Start of SUPPLIED DATA

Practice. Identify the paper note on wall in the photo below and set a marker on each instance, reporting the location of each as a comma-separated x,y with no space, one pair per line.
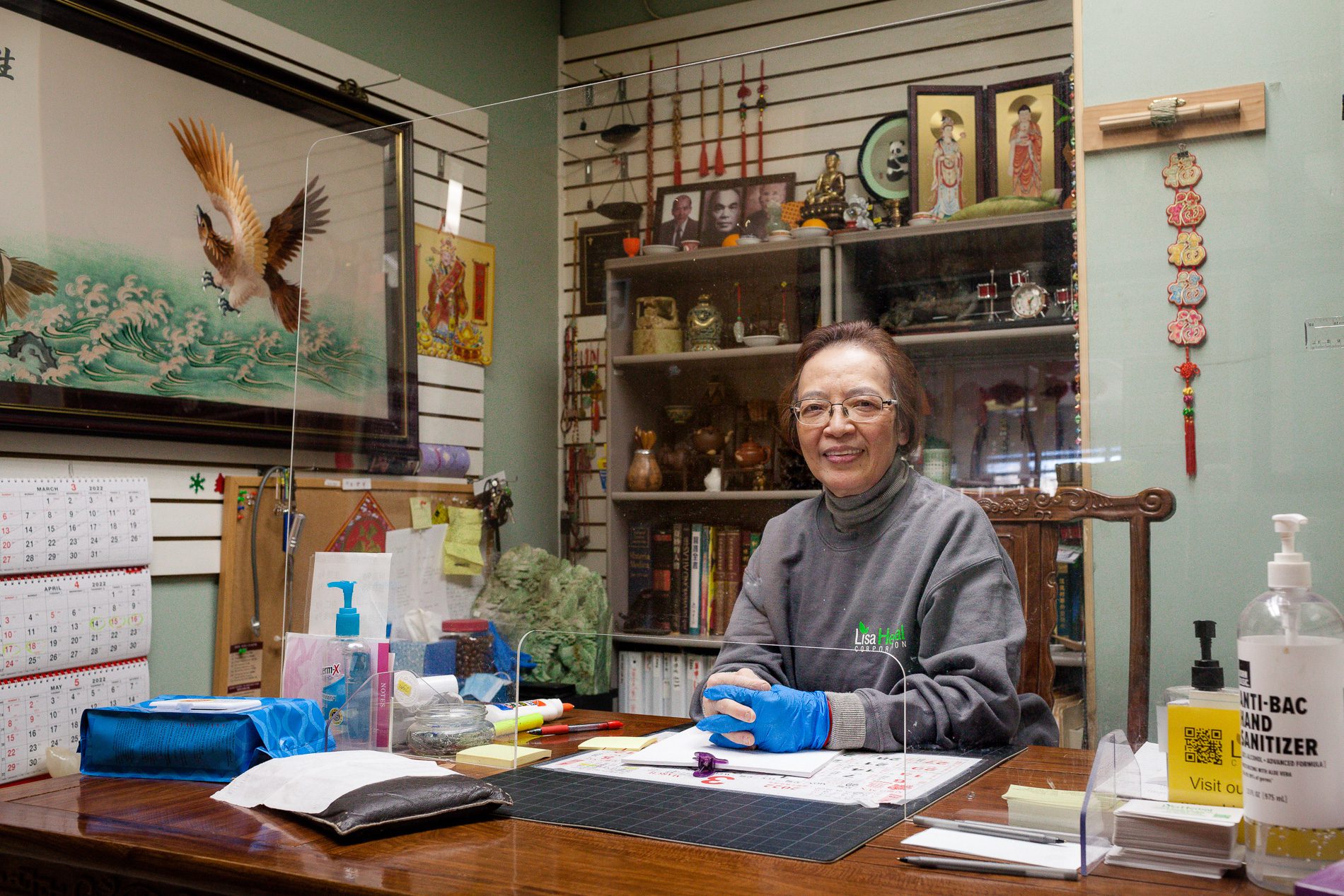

End of SUPPLIED DATA
Start of SUPPLIED DATA

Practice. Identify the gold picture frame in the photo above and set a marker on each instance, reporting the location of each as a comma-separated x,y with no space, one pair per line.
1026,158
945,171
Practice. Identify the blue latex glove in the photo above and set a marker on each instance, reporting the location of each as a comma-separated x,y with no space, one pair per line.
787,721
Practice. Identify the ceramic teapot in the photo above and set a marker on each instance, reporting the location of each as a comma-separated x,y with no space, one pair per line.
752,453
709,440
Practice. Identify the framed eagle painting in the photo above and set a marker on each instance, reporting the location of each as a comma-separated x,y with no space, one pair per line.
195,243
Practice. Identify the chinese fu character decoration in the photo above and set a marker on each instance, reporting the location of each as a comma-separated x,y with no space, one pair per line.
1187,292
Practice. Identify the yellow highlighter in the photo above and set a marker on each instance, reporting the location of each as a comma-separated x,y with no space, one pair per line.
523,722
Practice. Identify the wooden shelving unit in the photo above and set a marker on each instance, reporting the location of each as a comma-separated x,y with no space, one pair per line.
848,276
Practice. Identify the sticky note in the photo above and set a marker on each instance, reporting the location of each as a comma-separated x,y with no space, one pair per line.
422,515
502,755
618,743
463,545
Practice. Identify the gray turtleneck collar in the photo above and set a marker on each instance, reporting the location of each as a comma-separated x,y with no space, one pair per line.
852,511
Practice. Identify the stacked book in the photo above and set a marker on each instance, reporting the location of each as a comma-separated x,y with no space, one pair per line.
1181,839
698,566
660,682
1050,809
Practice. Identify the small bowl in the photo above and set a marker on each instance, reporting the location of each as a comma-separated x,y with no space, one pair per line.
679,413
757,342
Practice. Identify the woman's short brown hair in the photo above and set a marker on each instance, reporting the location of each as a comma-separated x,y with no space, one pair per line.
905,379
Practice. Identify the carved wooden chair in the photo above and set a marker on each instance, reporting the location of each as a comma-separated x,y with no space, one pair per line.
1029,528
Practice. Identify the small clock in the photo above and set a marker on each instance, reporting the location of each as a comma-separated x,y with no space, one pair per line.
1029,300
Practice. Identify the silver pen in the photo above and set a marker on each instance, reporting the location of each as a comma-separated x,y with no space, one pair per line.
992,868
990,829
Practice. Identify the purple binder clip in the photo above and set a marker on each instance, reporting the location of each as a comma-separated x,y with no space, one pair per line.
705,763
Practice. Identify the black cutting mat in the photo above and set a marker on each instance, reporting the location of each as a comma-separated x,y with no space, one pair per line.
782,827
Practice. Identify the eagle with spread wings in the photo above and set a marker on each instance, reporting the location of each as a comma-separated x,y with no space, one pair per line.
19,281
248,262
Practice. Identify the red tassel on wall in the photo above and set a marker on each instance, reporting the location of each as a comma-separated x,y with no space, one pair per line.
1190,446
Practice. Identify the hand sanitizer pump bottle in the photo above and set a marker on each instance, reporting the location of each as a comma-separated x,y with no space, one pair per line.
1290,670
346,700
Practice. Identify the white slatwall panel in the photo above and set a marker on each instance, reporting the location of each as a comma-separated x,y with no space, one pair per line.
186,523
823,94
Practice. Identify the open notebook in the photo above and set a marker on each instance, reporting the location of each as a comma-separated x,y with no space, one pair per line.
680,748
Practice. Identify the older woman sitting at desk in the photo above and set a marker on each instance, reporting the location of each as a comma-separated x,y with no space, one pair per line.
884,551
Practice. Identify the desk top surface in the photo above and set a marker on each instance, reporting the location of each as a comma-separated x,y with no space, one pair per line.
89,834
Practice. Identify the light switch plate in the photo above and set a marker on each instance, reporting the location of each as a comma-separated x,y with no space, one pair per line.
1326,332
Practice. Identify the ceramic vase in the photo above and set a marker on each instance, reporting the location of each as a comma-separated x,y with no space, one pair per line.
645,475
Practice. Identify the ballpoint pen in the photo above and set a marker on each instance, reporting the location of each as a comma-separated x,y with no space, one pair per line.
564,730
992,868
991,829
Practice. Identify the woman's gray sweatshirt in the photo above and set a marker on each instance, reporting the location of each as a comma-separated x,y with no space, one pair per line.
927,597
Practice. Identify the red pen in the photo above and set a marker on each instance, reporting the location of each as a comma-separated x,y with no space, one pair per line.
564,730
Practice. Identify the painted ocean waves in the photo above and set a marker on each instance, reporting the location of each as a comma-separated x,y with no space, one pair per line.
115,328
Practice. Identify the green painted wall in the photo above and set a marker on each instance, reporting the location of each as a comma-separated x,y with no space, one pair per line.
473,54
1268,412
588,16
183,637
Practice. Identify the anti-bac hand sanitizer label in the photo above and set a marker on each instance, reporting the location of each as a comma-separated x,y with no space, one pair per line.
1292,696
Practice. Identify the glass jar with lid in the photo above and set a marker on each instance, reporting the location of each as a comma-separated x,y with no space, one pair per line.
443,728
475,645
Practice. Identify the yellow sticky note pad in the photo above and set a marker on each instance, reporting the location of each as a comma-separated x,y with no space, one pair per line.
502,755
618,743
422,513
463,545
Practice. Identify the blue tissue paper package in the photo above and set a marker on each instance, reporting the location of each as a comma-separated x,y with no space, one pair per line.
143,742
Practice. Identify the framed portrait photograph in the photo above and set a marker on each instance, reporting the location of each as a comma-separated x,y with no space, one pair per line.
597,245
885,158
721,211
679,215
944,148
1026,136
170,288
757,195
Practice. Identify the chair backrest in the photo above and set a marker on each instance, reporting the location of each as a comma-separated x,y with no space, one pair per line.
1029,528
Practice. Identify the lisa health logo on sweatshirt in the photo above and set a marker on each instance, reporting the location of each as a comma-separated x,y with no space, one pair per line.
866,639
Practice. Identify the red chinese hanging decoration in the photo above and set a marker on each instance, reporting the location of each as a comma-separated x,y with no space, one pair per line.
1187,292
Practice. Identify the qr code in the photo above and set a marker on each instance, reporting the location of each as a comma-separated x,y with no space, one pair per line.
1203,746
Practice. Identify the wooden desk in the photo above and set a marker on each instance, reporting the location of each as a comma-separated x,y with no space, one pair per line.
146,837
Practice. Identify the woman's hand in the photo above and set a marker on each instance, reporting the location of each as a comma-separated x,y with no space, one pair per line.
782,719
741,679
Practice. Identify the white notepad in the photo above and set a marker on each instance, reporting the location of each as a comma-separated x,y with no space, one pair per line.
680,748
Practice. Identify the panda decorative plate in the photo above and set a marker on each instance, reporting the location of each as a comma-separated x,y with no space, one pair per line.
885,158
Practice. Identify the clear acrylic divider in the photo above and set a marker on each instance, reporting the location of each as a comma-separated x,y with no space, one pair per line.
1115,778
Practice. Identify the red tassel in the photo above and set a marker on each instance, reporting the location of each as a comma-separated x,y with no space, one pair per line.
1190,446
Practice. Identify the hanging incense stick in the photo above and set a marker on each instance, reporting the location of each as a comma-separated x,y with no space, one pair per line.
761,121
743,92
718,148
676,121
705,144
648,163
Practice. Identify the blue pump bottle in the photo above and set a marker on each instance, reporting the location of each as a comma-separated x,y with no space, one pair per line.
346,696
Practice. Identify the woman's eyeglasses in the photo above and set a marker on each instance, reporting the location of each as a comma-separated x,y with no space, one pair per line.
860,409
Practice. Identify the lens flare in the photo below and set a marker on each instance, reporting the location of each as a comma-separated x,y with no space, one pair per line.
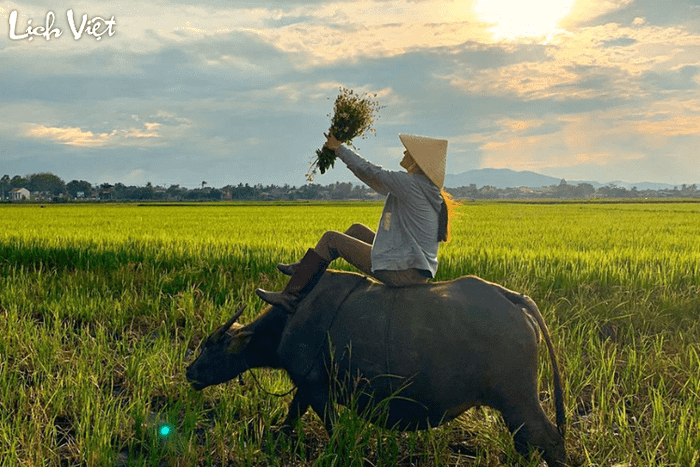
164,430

End of SUPPLIED DATA

Identify every line in the listing that contains the word "sanitizer", and copy each such line in full.

* [RESPONSE]
Practice. Identify the hand sanitizer pump bottle in the photo above and set a marker on each instance, reporting the location of each as a comma-separated x,y with no space, one pair per line.
Practice. Identify the anti-bac hand sanitizer label in the photo above and set a marker on each instance, reporting the location of each as a comma-separated x,y with no space, one pair per line.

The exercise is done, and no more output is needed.